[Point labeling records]
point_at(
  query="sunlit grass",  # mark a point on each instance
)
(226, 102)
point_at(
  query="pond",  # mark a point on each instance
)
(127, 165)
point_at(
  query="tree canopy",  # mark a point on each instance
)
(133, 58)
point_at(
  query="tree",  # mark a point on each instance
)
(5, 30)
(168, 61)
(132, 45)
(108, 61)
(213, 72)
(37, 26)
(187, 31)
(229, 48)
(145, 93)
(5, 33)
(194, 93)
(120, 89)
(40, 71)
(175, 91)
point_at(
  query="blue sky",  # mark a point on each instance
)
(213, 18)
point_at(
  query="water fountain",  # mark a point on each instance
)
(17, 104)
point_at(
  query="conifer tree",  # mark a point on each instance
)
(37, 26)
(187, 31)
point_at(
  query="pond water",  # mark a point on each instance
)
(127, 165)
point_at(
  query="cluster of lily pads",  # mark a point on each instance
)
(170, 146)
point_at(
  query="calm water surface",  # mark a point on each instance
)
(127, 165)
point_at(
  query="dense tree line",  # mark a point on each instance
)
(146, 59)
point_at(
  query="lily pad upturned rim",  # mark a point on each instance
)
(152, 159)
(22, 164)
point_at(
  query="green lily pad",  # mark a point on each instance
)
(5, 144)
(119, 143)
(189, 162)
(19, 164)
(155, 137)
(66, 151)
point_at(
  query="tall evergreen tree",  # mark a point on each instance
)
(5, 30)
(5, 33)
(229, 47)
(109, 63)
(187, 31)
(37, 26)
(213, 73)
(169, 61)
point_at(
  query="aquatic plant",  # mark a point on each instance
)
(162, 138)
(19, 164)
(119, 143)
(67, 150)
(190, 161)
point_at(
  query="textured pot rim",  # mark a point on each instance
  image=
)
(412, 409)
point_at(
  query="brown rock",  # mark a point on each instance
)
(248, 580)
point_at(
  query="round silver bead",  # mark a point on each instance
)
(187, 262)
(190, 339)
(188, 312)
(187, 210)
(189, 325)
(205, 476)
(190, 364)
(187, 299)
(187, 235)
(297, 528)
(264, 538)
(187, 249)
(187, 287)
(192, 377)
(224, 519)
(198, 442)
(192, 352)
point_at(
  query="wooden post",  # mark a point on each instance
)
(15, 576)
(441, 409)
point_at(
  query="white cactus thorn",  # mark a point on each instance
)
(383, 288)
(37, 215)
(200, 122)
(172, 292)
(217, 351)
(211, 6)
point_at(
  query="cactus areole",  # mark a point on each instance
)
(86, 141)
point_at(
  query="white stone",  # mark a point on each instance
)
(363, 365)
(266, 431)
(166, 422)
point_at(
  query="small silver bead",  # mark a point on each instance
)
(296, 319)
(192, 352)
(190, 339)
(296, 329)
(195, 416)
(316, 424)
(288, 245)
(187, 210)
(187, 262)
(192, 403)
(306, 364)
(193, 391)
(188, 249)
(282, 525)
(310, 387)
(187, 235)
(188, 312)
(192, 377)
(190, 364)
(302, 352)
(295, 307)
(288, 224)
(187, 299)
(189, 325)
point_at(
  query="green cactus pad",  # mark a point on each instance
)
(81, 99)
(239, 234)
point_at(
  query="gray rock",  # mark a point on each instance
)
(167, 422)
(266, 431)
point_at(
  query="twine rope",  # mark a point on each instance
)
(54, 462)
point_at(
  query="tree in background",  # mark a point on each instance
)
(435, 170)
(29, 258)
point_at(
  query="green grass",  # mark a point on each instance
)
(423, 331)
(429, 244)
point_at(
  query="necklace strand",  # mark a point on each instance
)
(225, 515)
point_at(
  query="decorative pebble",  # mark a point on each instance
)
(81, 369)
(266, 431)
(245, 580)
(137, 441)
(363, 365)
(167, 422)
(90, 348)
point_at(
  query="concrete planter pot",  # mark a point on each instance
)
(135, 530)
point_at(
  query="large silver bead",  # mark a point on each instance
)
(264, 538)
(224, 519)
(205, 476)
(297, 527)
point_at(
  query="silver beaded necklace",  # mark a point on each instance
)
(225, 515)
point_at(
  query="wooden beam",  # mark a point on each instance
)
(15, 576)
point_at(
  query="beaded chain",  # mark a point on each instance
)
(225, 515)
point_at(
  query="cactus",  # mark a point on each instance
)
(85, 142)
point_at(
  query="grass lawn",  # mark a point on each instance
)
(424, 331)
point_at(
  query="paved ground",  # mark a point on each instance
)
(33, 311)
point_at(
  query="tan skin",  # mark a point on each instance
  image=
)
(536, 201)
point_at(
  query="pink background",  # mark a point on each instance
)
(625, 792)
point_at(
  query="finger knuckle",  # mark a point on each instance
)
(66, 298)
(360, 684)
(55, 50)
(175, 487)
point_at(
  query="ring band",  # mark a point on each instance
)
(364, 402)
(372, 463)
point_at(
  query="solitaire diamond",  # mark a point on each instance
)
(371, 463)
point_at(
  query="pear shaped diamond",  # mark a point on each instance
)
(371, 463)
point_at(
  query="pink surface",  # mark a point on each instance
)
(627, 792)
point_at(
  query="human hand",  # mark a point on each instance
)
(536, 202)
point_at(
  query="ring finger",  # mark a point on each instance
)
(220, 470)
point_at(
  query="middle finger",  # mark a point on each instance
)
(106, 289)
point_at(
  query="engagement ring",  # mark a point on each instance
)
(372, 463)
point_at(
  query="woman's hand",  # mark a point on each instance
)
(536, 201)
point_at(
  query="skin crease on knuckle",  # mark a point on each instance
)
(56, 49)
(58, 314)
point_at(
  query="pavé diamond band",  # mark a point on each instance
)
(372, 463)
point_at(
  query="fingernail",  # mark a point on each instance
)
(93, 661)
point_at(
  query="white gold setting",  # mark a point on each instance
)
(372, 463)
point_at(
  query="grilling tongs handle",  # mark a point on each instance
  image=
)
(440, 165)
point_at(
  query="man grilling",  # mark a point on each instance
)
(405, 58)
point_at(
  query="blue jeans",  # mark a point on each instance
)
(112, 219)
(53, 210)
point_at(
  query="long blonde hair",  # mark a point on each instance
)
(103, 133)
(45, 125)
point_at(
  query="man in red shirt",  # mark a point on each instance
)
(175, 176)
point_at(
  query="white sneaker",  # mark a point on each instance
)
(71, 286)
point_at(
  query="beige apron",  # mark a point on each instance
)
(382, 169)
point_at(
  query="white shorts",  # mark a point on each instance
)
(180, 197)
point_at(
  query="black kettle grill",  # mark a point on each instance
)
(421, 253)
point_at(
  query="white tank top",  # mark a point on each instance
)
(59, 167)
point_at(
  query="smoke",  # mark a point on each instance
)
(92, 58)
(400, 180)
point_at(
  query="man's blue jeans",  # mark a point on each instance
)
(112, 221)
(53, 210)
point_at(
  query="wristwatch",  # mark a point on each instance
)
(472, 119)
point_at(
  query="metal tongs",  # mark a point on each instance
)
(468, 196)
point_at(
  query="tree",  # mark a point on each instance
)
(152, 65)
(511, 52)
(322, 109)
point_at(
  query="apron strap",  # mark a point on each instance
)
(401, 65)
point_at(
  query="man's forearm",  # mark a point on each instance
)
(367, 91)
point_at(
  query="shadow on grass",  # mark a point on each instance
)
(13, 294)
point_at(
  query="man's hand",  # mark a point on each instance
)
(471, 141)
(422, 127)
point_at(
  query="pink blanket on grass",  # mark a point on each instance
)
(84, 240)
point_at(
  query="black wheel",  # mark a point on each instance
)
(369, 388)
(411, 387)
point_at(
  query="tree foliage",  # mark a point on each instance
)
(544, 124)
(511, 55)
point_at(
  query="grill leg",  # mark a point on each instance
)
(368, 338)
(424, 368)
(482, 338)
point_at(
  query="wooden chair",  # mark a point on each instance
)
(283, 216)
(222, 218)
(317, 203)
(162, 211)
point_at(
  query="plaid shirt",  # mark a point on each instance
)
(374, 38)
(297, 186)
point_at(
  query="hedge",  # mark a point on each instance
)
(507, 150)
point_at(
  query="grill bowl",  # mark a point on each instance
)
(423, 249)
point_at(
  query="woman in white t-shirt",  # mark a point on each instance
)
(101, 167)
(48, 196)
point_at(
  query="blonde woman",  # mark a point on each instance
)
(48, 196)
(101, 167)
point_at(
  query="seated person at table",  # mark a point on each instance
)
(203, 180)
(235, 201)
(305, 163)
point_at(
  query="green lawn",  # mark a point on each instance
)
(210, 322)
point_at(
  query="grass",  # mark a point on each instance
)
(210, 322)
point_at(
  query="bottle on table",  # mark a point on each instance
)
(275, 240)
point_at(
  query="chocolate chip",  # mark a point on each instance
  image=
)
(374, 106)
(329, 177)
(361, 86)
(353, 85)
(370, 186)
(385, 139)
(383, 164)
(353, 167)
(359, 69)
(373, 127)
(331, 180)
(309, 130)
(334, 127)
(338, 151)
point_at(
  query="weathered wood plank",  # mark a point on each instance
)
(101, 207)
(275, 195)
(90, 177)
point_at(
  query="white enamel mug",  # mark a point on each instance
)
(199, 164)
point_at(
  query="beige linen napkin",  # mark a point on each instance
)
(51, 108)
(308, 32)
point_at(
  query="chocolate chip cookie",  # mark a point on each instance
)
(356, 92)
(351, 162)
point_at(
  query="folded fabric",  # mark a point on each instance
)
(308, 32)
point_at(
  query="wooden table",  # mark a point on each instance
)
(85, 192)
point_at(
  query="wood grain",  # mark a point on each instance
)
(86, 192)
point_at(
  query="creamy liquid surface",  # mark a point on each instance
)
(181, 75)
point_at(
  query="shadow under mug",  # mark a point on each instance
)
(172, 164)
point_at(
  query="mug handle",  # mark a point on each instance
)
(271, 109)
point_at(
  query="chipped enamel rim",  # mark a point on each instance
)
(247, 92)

*INSTRUCTIONS TO FOLLOW*
Report every line of the records that contains the word "beige", copying each one in full.

*IN RESPONSE*
  query="beige apron",  # mark a point on each instance
  query="beige linen napkin",  # mark a point on each instance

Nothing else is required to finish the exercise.